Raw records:
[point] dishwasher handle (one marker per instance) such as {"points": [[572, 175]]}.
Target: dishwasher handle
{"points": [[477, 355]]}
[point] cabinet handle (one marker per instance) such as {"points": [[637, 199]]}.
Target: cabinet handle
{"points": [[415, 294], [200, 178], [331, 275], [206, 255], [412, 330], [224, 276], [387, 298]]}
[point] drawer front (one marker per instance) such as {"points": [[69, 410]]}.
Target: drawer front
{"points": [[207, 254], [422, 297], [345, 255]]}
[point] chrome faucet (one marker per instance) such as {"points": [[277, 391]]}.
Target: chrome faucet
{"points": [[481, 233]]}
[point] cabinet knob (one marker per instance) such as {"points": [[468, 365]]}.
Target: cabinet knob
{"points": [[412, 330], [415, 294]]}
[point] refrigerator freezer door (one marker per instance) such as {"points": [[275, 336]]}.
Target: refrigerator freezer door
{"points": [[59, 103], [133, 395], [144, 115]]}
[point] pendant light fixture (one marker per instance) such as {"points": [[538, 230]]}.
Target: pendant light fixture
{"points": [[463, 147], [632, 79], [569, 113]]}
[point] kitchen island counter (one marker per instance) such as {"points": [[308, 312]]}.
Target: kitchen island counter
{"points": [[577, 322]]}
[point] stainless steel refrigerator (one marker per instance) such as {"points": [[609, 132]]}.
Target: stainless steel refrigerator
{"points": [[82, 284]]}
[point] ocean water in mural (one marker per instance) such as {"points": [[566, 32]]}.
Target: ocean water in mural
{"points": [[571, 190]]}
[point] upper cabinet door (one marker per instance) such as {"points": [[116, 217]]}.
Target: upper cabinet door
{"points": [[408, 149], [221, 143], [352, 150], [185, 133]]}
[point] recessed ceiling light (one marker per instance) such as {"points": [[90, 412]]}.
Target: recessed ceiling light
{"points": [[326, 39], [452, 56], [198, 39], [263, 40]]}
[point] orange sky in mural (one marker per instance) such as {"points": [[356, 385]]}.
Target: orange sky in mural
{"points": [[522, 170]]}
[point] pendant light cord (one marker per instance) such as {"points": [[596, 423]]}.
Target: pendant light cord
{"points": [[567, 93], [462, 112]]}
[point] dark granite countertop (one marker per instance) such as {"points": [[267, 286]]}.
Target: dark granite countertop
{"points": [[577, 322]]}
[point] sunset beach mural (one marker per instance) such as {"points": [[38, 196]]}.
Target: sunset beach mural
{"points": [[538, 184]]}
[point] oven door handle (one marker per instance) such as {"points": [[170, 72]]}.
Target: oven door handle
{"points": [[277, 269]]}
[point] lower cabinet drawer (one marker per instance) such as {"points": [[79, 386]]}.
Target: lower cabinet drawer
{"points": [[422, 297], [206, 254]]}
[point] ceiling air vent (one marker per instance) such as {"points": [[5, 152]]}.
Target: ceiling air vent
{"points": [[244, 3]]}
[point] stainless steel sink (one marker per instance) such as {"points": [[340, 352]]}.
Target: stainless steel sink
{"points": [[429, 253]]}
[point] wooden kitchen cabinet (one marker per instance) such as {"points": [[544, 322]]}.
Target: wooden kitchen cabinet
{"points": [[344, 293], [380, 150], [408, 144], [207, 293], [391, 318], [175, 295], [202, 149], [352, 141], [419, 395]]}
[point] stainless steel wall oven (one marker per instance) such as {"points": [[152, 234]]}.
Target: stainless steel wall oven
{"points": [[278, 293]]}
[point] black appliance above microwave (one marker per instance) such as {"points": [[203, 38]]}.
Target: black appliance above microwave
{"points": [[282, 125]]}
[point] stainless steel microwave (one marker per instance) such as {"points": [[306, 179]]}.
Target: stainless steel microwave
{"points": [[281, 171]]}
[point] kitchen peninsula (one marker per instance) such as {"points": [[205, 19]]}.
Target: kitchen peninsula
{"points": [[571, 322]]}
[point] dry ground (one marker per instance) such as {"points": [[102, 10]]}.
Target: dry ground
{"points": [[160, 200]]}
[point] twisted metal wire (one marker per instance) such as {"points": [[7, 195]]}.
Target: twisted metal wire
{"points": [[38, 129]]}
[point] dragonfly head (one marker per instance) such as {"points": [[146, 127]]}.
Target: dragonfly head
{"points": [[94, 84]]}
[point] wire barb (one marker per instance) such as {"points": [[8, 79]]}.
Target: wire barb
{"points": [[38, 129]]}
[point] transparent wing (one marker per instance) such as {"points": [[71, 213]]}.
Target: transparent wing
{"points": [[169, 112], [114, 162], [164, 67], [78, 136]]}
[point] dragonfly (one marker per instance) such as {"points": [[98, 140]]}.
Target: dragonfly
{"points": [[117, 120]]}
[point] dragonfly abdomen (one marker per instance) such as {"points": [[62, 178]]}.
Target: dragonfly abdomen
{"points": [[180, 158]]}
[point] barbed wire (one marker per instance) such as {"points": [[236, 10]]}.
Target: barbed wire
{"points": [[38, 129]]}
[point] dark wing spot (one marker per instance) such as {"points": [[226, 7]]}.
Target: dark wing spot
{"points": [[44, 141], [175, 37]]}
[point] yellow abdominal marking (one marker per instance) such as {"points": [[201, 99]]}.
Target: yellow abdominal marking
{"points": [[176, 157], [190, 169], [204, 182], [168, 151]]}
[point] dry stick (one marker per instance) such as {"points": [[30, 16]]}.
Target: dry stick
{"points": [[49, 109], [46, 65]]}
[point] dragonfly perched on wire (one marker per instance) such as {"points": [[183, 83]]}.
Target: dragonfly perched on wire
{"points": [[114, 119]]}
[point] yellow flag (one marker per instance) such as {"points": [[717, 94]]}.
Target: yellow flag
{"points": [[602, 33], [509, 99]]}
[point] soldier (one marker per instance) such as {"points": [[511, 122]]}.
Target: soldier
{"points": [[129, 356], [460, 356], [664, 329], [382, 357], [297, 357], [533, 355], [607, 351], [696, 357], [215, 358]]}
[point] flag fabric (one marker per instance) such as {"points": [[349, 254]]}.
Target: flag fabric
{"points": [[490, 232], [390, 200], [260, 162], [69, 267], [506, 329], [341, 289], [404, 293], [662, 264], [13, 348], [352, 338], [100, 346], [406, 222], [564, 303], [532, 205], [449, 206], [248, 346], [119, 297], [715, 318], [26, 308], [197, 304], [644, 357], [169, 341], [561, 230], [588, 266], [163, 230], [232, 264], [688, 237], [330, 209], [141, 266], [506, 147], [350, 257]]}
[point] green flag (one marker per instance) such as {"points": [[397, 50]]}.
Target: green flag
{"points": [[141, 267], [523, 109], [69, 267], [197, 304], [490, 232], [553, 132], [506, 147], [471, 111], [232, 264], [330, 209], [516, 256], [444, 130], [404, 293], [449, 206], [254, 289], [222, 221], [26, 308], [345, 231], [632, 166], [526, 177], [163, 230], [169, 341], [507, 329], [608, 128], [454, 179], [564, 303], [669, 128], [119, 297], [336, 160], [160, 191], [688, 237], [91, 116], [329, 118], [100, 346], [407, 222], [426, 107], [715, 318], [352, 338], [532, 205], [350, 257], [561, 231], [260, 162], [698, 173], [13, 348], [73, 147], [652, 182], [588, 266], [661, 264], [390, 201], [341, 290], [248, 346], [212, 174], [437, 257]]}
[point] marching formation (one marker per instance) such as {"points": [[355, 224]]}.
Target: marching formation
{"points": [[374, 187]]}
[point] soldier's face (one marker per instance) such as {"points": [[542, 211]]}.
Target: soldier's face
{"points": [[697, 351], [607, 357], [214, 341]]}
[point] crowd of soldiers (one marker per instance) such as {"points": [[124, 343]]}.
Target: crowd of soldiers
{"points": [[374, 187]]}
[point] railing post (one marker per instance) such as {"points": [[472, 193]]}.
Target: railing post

▶ _WHAT THE TASK ASKS_
Set down every line of the listing above again, exactly as given.

▶ _THE ANSWER_
[point] dishwasher handle (one marker per instance) such as {"points": [[572, 175]]}.
Target: dishwasher handle
{"points": [[477, 355]]}
[point] cabinet handle (one marker per instance) such as {"points": [[637, 199]]}.
Target: cabinet handle
{"points": [[415, 294], [200, 178], [331, 275], [206, 255], [412, 330], [224, 276], [387, 298]]}
[point] drawer front (one marker per instance) such as {"points": [[69, 410]]}.
Target: drawer front
{"points": [[207, 254], [422, 297], [345, 255]]}
[point] chrome faucet (one marker per instance) such as {"points": [[277, 391]]}.
Target: chrome faucet
{"points": [[481, 233]]}
[point] cabinet knob (one marker per instance) such as {"points": [[468, 365]]}.
Target: cabinet knob
{"points": [[412, 330], [415, 294]]}
[point] refrigerator freezer door (one marker per instance) such as {"points": [[275, 336]]}.
Target: refrigerator freezer door
{"points": [[59, 103], [133, 395], [144, 115]]}
[point] pendant light fixture (one marker per instance) such as {"points": [[538, 230]]}.
Target: pendant light fixture
{"points": [[463, 147], [632, 79], [569, 113]]}
[point] kitchen island counter (one marker per instance) such as {"points": [[308, 312]]}.
Target: kitchen island counter
{"points": [[577, 322]]}
[point] stainless steel refrigerator (one marker per instance) such as {"points": [[609, 132]]}.
Target: stainless steel refrigerator
{"points": [[82, 284]]}
[point] ocean water in mural (one marker per instance) such as {"points": [[566, 32]]}.
Target: ocean water in mural
{"points": [[571, 190]]}
[point] upper cabinet door (one marker per instance) such as {"points": [[116, 217]]}.
Target: upper cabinet door
{"points": [[408, 149], [221, 143], [352, 150], [185, 133]]}
[point] recessed ceiling light (one marker per instance) such as {"points": [[90, 412]]}.
Target: recessed ceiling light
{"points": [[326, 39], [452, 56], [198, 39], [263, 40]]}
[point] orange sky in mural (one marker per instance) such as {"points": [[356, 385]]}.
Target: orange sky in mural
{"points": [[522, 170]]}
[point] pendant light cord (one marker per instance) such as {"points": [[596, 423]]}.
Target: pendant light cord
{"points": [[567, 93], [462, 112]]}
[point] dark granite countertop (one marker per instance) such as {"points": [[267, 286]]}.
Target: dark granite countertop
{"points": [[577, 322]]}
[point] sunset beach mural (one marker per instance) such as {"points": [[38, 196]]}.
Target: sunset beach mural
{"points": [[538, 184]]}
[point] oven door handle (one marker per instance) such as {"points": [[170, 72]]}.
Target: oven door handle
{"points": [[277, 269]]}
[point] lower cabinet drawer (one marker per instance) such as {"points": [[79, 386]]}.
Target: lower cabinet drawer
{"points": [[422, 297], [206, 254]]}
[point] ceiling air vent (one marker per instance) such as {"points": [[5, 152]]}.
Target: ceiling air vent
{"points": [[244, 3]]}
[point] stainless steel sink (one marker per instance) such as {"points": [[340, 352]]}.
Target: stainless steel sink
{"points": [[429, 253]]}
[point] wooden kitchen cabinet (one marker per instance) such as {"points": [[544, 322]]}.
Target: wooden kitchen cabinet
{"points": [[344, 293], [380, 150], [408, 144], [207, 293], [391, 318], [175, 295], [202, 149], [352, 141], [419, 395]]}
[point] stainless steel wall oven (one marker per instance) such as {"points": [[152, 234]]}.
Target: stainless steel wall oven
{"points": [[278, 293]]}
[point] black appliance above microwave (one marker per instance) such as {"points": [[203, 38]]}.
Target: black appliance above microwave
{"points": [[282, 125]]}
[point] stainless steel microwave (one marker per instance) such as {"points": [[306, 179]]}.
Target: stainless steel microwave
{"points": [[281, 171]]}
[point] kitchen peninsula (one marker per instance) such as {"points": [[205, 19]]}.
Target: kitchen peninsula
{"points": [[571, 322]]}
[point] dry ground (one marker per instance) such as {"points": [[102, 10]]}.
Target: dry ground
{"points": [[160, 200]]}
[point] twisted metal wire (one marker per instance) such as {"points": [[7, 195]]}.
Target: twisted metal wire
{"points": [[38, 129]]}
[point] dragonfly head (one marker per instance) such as {"points": [[146, 127]]}.
Target: dragonfly head
{"points": [[94, 84]]}
[point] wire barb (one marker per instance) such as {"points": [[8, 79]]}.
Target: wire barb
{"points": [[38, 129]]}
[point] transparent wing (one marker per instance) such as {"points": [[71, 213]]}.
Target: transparent wing
{"points": [[169, 112], [114, 162], [164, 67], [78, 136]]}
[point] dragonfly (one marker per instance) such as {"points": [[98, 140]]}.
Target: dragonfly
{"points": [[117, 120]]}
[point] dragonfly abdomen (one marker per instance) such as {"points": [[62, 178]]}.
Target: dragonfly abdomen
{"points": [[180, 158]]}
[point] barbed wire (one marker per instance) such as {"points": [[236, 10]]}.
Target: barbed wire
{"points": [[38, 129]]}
[point] dark wing spot (one marker per instance) such as {"points": [[226, 7]]}.
Target: dark wing spot
{"points": [[44, 141], [175, 37]]}
[point] yellow abdominal marking (one marker per instance) such as {"points": [[201, 99]]}.
Target: yellow abdominal marking
{"points": [[176, 157], [190, 169], [204, 182], [168, 151]]}
[point] dry stick (one marker per instance) such as {"points": [[30, 16]]}.
Target: dry stick
{"points": [[49, 109], [46, 65]]}
[point] dragonfly perched on wire (one marker per instance) such as {"points": [[183, 83]]}.
Target: dragonfly perched on wire
{"points": [[114, 119]]}
[point] yellow flag (one marker per instance) such as {"points": [[717, 94]]}.
Target: yellow flag
{"points": [[602, 33], [509, 99]]}
[point] soldier (one marker per instance) such as {"points": [[511, 122]]}.
Target: soldier
{"points": [[129, 356], [460, 356], [664, 329], [382, 357], [297, 357], [533, 355], [607, 351], [696, 357], [215, 358]]}
[point] flag fabric (one marker per instance) such as {"points": [[349, 254]]}.
Target: flag fabric
{"points": [[490, 232], [390, 200], [260, 162], [69, 267], [506, 329], [341, 289], [404, 293], [662, 264], [13, 348], [352, 338], [100, 346], [406, 222], [564, 303], [532, 205], [449, 206], [248, 346], [119, 297], [715, 318], [26, 308], [197, 304], [644, 357], [169, 341], [561, 230], [588, 266], [163, 230], [232, 264], [688, 237], [330, 209], [141, 266], [506, 147], [350, 257]]}
[point] green flag (one marker per instance) such as {"points": [[397, 50]]}.
Target: green flag
{"points": [[141, 267], [523, 109], [69, 267], [197, 304], [490, 232], [553, 132], [506, 147], [471, 111], [232, 264], [330, 209], [516, 256], [444, 130], [404, 293], [449, 206], [254, 289], [222, 221], [26, 308], [345, 231], [632, 166], [526, 177], [163, 230], [169, 341], [507, 329], [608, 128], [454, 179], [564, 303], [669, 128], [119, 297], [336, 160], [160, 191], [688, 237], [91, 116], [329, 118], [100, 346], [407, 222], [426, 107], [715, 318], [352, 338], [532, 205], [350, 257], [561, 231], [260, 162], [698, 173], [13, 348], [73, 147], [652, 182], [588, 266], [661, 264], [390, 201], [341, 290], [248, 346], [212, 174], [437, 257]]}
[point] marching formation (one marker per instance) such as {"points": [[355, 224]]}.
Target: marching formation
{"points": [[374, 187]]}
[point] soldier's face (one marker per instance) such as {"points": [[542, 211]]}.
Target: soldier's face
{"points": [[697, 351], [607, 357], [214, 341]]}
[point] crowd of soldiers (one marker per instance) such as {"points": [[124, 343]]}.
Target: crowd of soldiers
{"points": [[374, 187]]}
[point] railing post (one marker per instance) such as {"points": [[472, 193]]}.
Target: railing post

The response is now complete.